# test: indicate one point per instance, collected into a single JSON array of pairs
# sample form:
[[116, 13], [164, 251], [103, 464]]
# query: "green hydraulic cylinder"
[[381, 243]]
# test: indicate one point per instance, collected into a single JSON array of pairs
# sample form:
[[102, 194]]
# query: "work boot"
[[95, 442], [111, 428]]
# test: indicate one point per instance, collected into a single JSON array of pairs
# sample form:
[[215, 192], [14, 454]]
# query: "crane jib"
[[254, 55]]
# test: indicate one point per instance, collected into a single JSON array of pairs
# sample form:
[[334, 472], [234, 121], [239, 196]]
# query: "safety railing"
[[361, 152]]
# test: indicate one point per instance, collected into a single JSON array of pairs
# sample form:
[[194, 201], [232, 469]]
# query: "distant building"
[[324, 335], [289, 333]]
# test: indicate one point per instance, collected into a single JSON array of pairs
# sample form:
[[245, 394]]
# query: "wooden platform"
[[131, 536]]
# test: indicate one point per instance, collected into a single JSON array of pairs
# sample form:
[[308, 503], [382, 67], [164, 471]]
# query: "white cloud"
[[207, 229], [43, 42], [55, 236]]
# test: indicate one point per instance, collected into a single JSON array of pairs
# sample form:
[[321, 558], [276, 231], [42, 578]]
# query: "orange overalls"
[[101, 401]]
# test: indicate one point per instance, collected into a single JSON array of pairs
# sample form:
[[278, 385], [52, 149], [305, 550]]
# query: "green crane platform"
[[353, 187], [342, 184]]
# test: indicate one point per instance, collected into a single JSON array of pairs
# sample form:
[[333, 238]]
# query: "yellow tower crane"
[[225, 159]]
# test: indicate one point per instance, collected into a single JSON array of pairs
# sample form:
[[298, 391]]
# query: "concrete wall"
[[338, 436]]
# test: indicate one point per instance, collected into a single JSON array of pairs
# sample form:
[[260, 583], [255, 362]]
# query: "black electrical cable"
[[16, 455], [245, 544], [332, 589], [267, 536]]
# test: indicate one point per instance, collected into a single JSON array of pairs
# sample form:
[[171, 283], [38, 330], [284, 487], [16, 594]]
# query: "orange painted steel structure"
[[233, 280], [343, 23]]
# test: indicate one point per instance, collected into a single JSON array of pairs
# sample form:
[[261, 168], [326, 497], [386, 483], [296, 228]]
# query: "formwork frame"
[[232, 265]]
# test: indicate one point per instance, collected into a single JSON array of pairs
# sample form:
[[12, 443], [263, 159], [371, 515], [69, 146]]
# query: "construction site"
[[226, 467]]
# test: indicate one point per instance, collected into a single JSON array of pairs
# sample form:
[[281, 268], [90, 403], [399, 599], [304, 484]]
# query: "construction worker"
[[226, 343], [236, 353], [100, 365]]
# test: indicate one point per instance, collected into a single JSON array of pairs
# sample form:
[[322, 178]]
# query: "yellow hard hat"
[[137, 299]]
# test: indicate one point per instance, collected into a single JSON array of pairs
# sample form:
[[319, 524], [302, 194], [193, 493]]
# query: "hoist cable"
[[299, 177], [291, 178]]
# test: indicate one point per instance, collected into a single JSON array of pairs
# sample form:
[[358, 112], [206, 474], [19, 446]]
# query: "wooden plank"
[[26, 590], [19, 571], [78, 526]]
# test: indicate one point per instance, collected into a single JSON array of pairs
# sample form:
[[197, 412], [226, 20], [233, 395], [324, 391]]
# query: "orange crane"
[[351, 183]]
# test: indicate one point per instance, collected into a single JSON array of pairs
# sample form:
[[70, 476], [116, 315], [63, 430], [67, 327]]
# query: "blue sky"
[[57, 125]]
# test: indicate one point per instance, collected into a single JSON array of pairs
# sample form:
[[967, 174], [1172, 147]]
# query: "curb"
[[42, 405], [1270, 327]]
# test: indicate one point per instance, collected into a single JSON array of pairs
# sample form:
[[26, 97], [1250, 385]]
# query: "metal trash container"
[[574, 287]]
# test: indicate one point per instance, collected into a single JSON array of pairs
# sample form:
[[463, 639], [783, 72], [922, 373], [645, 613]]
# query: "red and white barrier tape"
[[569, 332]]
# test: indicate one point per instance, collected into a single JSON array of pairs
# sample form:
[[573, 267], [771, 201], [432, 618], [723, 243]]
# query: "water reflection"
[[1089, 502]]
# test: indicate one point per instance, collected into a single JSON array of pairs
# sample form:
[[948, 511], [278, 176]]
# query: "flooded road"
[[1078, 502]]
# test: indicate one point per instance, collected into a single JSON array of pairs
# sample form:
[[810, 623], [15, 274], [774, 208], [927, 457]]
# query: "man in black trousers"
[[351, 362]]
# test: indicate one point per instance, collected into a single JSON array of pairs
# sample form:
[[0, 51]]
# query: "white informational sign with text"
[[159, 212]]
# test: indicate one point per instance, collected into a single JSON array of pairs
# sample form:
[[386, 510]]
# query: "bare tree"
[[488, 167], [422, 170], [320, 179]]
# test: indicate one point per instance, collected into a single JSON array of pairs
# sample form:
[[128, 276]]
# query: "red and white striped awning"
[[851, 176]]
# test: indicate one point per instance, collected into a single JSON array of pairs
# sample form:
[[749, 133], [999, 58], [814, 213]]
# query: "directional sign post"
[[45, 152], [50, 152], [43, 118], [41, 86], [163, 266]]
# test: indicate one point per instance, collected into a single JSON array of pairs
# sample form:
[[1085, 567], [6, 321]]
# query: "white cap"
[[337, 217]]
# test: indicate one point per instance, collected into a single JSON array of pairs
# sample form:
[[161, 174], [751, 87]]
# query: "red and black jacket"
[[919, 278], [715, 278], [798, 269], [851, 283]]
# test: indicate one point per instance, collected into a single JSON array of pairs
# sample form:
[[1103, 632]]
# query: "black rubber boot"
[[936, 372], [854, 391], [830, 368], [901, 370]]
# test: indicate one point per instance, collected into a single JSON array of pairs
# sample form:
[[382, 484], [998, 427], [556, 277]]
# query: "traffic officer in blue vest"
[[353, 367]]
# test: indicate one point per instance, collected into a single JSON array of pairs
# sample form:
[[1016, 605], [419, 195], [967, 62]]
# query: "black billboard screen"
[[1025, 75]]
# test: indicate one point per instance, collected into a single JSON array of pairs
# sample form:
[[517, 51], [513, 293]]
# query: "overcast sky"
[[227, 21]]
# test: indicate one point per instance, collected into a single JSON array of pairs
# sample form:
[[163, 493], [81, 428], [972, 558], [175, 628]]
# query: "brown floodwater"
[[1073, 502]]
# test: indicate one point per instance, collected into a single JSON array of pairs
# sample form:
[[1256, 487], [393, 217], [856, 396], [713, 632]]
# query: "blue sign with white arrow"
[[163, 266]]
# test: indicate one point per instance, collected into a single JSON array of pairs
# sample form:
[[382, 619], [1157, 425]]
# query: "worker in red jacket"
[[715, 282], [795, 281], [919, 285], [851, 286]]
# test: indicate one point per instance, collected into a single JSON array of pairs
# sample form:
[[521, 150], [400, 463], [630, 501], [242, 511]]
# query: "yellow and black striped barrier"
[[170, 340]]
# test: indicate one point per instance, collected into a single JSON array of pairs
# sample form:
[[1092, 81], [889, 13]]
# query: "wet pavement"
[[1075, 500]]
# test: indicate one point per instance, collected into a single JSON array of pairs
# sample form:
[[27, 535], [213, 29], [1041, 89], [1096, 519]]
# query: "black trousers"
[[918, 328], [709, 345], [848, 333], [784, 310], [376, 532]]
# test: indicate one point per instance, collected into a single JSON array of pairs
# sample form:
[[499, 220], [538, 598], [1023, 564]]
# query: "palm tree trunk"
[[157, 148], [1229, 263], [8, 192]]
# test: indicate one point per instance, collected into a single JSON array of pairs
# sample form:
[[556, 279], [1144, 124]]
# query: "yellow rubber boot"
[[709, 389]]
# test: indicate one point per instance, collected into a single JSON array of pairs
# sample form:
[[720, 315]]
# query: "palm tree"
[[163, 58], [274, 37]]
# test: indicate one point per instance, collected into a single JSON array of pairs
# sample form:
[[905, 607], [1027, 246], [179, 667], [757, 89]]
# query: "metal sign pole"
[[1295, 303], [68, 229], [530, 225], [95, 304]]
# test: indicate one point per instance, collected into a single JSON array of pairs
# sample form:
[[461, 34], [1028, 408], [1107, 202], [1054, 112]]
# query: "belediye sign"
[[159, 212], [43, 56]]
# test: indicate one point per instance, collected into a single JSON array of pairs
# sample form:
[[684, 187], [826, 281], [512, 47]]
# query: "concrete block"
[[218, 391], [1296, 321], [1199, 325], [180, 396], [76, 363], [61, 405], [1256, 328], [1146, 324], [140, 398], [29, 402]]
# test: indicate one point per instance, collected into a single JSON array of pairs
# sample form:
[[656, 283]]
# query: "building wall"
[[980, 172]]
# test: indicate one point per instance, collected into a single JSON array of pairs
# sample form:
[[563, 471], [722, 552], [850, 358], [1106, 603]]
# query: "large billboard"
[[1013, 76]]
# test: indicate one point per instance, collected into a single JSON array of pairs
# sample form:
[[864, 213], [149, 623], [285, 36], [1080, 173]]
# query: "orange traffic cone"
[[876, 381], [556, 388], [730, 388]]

------------------------

> _Instructions to follow_
Pick out each line in the items above that contains the word "billboard". Letter case matters.

> _Written solution_
# query: "black billboard screen"
# query: "large billboard"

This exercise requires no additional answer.